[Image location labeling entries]

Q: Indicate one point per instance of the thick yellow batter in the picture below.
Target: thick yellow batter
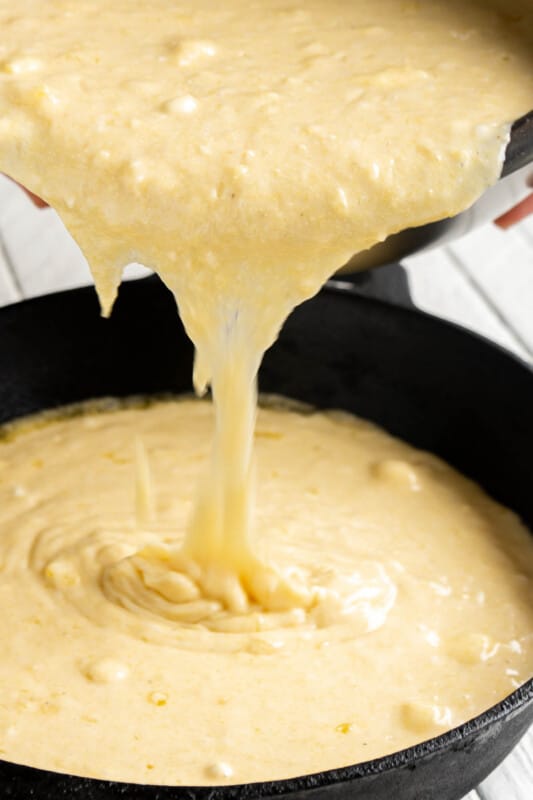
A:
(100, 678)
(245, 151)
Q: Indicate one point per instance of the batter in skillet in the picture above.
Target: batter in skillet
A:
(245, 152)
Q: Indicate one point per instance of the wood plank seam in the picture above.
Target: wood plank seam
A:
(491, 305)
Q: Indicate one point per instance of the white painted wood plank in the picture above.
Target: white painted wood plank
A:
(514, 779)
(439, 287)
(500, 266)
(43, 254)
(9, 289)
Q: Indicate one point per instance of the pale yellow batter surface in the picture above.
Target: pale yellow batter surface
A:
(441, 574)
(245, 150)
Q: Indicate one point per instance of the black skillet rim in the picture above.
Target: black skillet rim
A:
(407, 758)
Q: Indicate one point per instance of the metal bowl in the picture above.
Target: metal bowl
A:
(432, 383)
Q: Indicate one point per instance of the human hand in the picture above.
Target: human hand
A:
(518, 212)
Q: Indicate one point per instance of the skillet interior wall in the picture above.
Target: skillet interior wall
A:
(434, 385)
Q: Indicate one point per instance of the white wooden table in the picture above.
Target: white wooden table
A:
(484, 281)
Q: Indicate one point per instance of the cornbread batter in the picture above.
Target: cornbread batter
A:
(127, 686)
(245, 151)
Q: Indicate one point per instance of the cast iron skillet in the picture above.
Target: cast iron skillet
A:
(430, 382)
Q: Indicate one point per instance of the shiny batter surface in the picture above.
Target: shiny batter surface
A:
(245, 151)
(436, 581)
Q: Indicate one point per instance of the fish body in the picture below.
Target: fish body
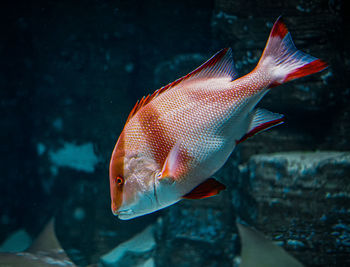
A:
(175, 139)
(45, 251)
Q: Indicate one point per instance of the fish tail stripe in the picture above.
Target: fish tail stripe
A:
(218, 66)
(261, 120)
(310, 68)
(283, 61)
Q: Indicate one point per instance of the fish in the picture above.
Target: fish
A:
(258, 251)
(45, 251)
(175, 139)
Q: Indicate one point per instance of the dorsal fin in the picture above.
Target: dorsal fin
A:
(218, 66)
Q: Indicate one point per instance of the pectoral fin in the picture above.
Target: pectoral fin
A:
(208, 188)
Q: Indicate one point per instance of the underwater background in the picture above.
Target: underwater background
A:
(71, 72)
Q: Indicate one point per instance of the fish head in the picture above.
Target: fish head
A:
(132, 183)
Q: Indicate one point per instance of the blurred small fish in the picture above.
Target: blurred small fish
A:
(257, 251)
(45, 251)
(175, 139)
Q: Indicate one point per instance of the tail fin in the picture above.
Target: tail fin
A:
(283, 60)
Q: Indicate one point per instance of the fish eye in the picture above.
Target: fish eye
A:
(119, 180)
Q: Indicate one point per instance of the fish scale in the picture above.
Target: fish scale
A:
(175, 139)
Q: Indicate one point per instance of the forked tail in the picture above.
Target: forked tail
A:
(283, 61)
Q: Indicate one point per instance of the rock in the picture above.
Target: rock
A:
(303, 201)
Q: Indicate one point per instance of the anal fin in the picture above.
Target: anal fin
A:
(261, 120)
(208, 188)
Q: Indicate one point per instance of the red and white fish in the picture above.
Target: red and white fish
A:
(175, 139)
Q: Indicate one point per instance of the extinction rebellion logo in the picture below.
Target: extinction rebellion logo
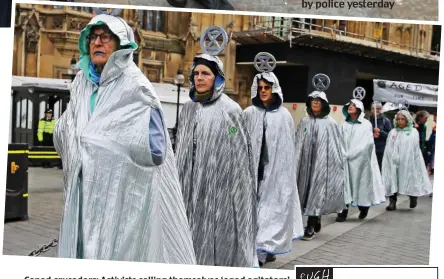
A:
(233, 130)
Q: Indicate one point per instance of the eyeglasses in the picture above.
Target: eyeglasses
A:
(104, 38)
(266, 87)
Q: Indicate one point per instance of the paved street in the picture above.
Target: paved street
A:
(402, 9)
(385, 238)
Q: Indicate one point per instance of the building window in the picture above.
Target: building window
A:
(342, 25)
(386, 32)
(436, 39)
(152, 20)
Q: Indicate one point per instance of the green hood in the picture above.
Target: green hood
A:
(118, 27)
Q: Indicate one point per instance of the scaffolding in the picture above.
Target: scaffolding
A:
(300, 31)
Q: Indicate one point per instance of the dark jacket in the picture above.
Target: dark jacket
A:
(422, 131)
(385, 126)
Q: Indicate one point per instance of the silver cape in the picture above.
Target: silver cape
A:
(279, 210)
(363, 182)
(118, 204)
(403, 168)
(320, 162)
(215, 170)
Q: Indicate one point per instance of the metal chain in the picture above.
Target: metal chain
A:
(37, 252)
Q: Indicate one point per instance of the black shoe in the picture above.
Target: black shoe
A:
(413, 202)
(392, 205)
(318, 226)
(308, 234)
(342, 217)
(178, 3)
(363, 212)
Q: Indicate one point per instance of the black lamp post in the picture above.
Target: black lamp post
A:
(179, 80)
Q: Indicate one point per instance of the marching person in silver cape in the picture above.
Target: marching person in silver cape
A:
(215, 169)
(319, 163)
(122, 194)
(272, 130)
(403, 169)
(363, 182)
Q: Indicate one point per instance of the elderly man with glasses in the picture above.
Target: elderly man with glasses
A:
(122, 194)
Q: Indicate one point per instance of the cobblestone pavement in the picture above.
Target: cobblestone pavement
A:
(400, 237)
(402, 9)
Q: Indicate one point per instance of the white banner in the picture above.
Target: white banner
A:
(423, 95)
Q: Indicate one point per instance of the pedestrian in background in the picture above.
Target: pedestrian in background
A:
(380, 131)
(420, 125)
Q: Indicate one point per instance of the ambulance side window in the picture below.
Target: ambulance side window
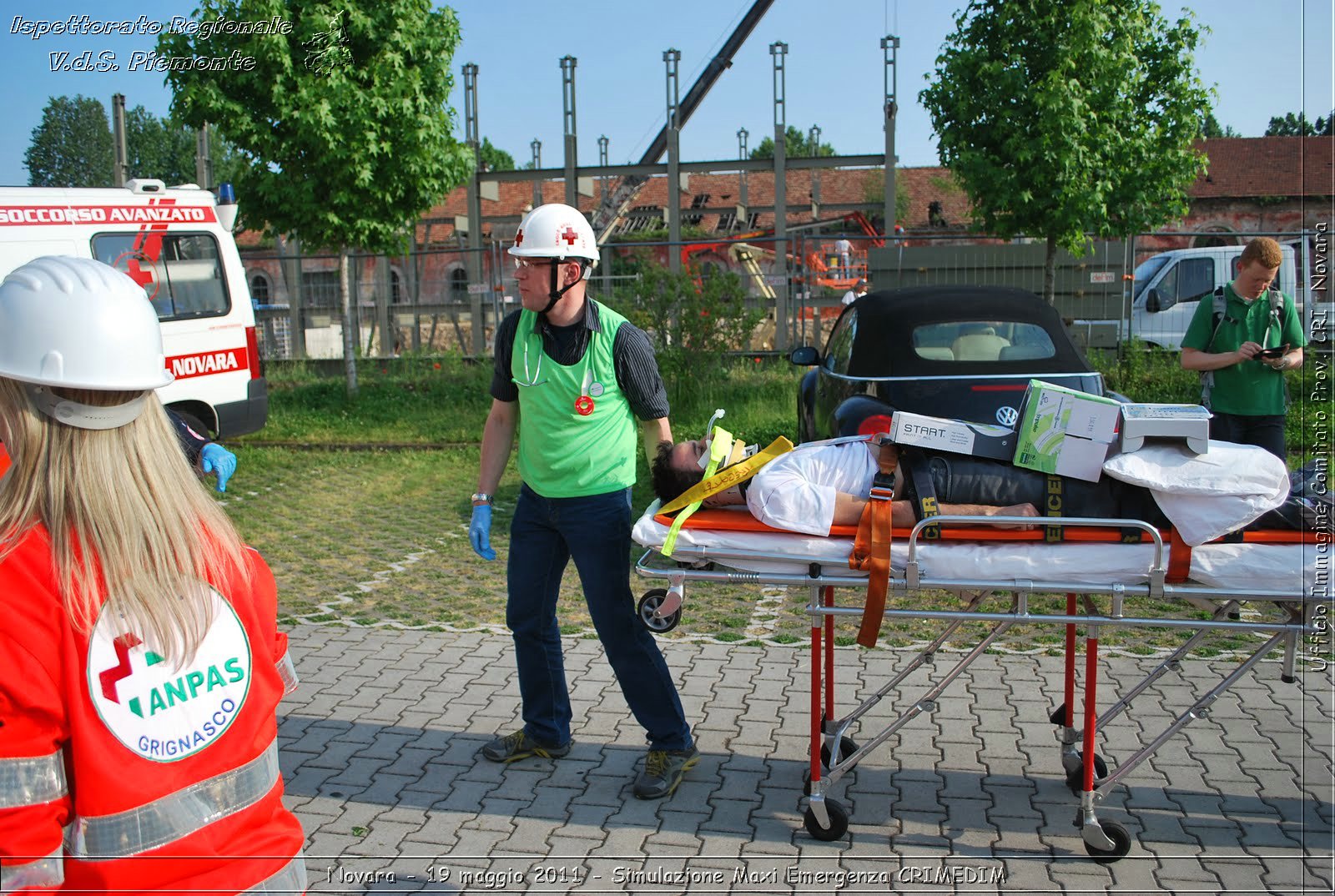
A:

- [WORK REQUIRED]:
Repeat every record precisely. Any picture among them stays out of the copy.

- [CORRECT OUTPUT]:
Q: Indicate one point per instance of the thick yellow batter in the picture below.
Target: thick yellow batter
A:
(100, 678)
(245, 151)
Q: Indicate one point per instance of the batter in skillet in the picture above.
Target: batter in skillet
A:
(245, 152)
Q: Indicate one point per instance of the wood plank seam in the picture above.
Target: wood plank seam
A:
(491, 305)
Q: Indicate one point per instance of the white painted wood plank in the picture above.
Target: white painted wood plank
A:
(514, 779)
(439, 287)
(500, 266)
(43, 254)
(9, 289)
Q: Indicate one point per instance of the pale yellow batter surface in the picture above.
Target: pale yellow batter surface
A:
(441, 574)
(245, 150)
Q: Indicate one point per instance of the black skillet rim in the picture above.
Target: black skillet rim
A:
(407, 758)
Q: Indicate one point per instance of the metal bowl in the picture above.
Target: metal bowl
A:
(432, 383)
Q: Indicate one point per instance of the human hand in the picture above.
Target: human hand
A:
(518, 212)
Q: Indicate one point per instance of the skillet interior wall in the picture above.
Target: skillet interior wall
A:
(434, 385)
Q: Indicate one point per instance of the white wooden table in the picture above.
Target: white wooden table
A:
(484, 281)
Q: Indicate one point per instance of the cornbread batter in the picture above.
Target: cornbread batter
A:
(127, 686)
(245, 151)
Q: Indicate one point per instance of the cast iron skillet in the picture above.
Target: cast iron skillet
A:
(430, 382)
Q: Indicate one point per instance of the shiny batter surface in the picture above.
Target: shiny batter surface
A:
(245, 151)
(436, 581)
Q: Indicate one point per instance of the fish body in the picture below.
Target: fish body
A:
(175, 139)
(45, 251)
Q: Indicate one point per instance of the fish tail stripe in the picture above.
Target: fish tail stripe
A:
(218, 66)
(261, 120)
(310, 68)
(283, 61)
Q: Indicate one point per instance of the fish in the picture above.
Target: fish
A:
(258, 251)
(45, 251)
(175, 139)
Q: Indicate one point per instance of the dorsal fin in the picture above.
Target: dorsal fin
A:
(218, 66)
Q: Indicate one point per instance of the pectoral fin in the picture above.
Target: pectoral fin
A:
(208, 188)
Q: Indicate one point per instance of the underwater background in the picture above.
Target: underwater background
A:
(71, 72)
Q: Indicate one point per instance of the fish head in the picture above.
Target: fish head
A:
(132, 183)
Q: Indicate one point per instance of the blurred small fish in the picture above.
Target: blurred small fish
A:
(257, 251)
(45, 251)
(175, 139)
Q: Indicate one point per instance of the tail fin in the picture above.
Target: tail fin
A:
(283, 60)
Q: Indicate one point per instance of the fish eye in the picture above.
Target: fish eye
A:
(119, 180)
Q: Indicate one point per instance of the fish scale in the picture above.
Target: fish scale
A:
(175, 139)
Q: Indicate one point per instance of the forked tail in the picture above.
Target: forked tail
A:
(283, 61)
Q: Indicate one point per instance of the rock in the picture above.
Target: rock
A:
(303, 201)
Q: Indicate one point per instance of the anal fin in the picture above.
Target: anal fin
A:
(261, 120)
(208, 188)
Q: Indicate one point per instance of the red and white fish in the picture above.
Target: red and white fish
A:
(175, 139)
Q: Indicate one point per instance of the extinction rebellion logo in the picture below.
Target: extinction rebellion logo
A:
(233, 130)
Q: Indicate one point per instance of the eyeglasses in the picture above.
Target: eyeglasses
A:
(104, 38)
(266, 87)
Q: Indicate one point per instance of the paved street in the picture above.
Target: paved street
A:
(402, 9)
(385, 238)
Q: Indicate one point per instance of the building window in the picture above.
Target: building window
A:
(342, 25)
(386, 32)
(436, 39)
(152, 20)
Q: Indicate one point per instance of the green hood in the picture above.
Target: green hood
A:
(118, 27)
Q: Indicate one point per instance of the scaffolding in the picture above.
Target: scaffolding
A:
(300, 31)
Q: Indicate one point per instance of the dark jacket in the picture above.
Target: dark jacket
A:
(422, 131)
(385, 126)
Q: Indicate one point per instance of the silver cape in the picture above.
Target: silver cape
A:
(279, 210)
(363, 182)
(118, 204)
(403, 168)
(320, 162)
(215, 170)
Q: Indicate one point per instance of the metal chain in the picture above.
Target: metal chain
A:
(37, 252)
Q: Indicate one point per instance of the black shoe in the picture above.
Target: black shoe
A:
(413, 202)
(392, 205)
(318, 226)
(308, 234)
(342, 217)
(178, 3)
(363, 212)
Q: Indicate one point per instance of the black lamp post in the picture above.
Target: black lamp post
A:
(179, 80)
Q: Indicate one point per instance of the marching person in silver cape in the picture above.
Target: marching person in silver cape
A:
(215, 169)
(319, 163)
(122, 194)
(272, 130)
(403, 169)
(363, 182)
Q: Indicate one point per instance of the elderly man with glasses in the picture above.
Target: elderly man with glasses
A:
(122, 194)
Q: Indicate one point per instance of the cobblestone pavement in the picture above.
Target: cobblestone pavement
A:
(400, 237)
(402, 9)
Q: Indicate one point per instance of the white banner in the picture above.
Target: white banner
A:
(423, 95)
Q: Indicate one point per instance of the pedestrian in background in the picture above.
Target: pedestrian in background
A:
(380, 131)
(420, 125)
Q: Indicate one point per instance of the ambulance side window in the picture below.
Target: ambulance side window
A:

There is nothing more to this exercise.